Consigne a -> Indiquez combien de lignes des entrées ci-dessous contiennent la chaîne « beak », en respectant la casse. Donnez uniquement ce nombre.

Texte du document ->
******

Contrairement à ce qu’a affirmé tout à l’heure l’un de nos collègues, il ne s’agit pas de dramatiser. Il s’agit de parler simplement de la réalité des faits.
Voilà deux ans, pour que l’agriculture française soit aussi compétitive que l’agriculture européenne, une baisse significative des charges sociales avait été mise en œuvre.
Selon le communiqué de presse publié à l’époque, cette baisse de charges allait « alléger les trésoreries des exploitations de manière durable dans le temps » – il semble que nous n’ayons pas la même définition de la durabilité – et permettre « un alignement du taux de cotisations applicable aux agriculteurs français sur le taux moyen de cotisations de leurs voisins européens. » Autrement dit, il s’agissait de permettre à la « ferme France » d’accéder au même niveau de compétitivité.
Dans le budget 2018, on supprime cet avantage et on remet l’agriculture française en situation de handicap sur le plan des charges sociales. Ce n’est pas dramatiser que de le dire. C’est tout simplement parler vrai.
De même, l’an passé, le Sénat a considéré, toutes sensibilités confondues, qu’il était urgent de mettre en œuvre, au-delà des mesures d’accompagnement de la gestion des risques et des crises, des mesures fiscales, au travers, notamment, de la création d’une épargne de précaution.
Là encore, on ne voit, dans ce budget 2018, aucune traduction de ce souhait, aucune volonté politique d’accompagner la gestion des crises par des mesures fiscales. On s’en remet à l’Europe.

******

(Lignes de données)
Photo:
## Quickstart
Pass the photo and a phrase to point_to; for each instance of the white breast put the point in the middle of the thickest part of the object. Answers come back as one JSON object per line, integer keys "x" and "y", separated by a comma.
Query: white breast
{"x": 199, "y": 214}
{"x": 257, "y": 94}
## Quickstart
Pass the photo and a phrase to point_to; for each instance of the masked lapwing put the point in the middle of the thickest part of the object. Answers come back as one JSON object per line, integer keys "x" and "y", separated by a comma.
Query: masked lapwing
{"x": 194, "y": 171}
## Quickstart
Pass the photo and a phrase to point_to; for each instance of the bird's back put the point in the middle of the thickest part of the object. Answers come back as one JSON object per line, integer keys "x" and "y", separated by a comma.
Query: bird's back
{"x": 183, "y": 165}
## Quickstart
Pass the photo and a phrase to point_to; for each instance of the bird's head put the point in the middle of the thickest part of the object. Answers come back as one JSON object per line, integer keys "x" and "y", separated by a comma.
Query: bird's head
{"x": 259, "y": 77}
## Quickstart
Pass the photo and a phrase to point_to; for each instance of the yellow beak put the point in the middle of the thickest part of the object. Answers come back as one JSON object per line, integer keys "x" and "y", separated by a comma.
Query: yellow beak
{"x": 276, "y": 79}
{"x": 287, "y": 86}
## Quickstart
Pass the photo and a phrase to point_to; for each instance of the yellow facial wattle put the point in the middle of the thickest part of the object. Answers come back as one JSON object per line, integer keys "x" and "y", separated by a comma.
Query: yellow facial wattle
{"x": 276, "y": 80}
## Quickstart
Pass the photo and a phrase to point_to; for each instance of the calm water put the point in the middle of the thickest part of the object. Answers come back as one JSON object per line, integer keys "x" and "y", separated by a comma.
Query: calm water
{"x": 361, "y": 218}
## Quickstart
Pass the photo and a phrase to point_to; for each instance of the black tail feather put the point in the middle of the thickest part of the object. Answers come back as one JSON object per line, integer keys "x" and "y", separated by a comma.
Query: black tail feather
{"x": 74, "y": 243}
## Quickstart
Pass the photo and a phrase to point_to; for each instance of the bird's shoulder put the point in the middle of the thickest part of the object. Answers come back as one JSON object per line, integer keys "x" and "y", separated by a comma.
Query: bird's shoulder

******

Consigne b -> Prolongez l'intervention sur le budget agricole de 2018 au-delà de sa dernière phrase.

Résultat a -> 2

Résultat b ->
Monsieur le ministre, nous avons besoin de garanties sur les 300 millions d’euros. Sur ce point, je vais encore plus loin que nos rapporteurs, dont je salue la qualité du travail : j’ai l’impression que nous sommes en train de rompre le pacte du « 1 pour 1 » sur les calamités agricoles – l’État versait un euro pour tout euro dépensé par le paysan. De fait, c’est la première fois que l’on voit apparaître une ligne budgétaire figée.
La France veut être exemplaire. Elle veut même donner des leçons à l’Europe. Sans rouvrir le débat sur le glyphosate, j’estime que l’on aurait pu imaginer une traduction budgétaire des choix politiques opérés pour accompagner l’agriculture, tant au niveau de la recherche de solutions qu’à celui des investissements. (Applaudissements sur les travées du groupe Les Républicains, du groupe Union Centriste et du groupe Les Indépendants – République et Territoires.)
Mme Nathalie Goulet. Ça se tient !
M. Daniel Gremillet. Aujourd’hui, en matière d’investissements, la proposition du budget pour l’année 2018 consiste en une baisse.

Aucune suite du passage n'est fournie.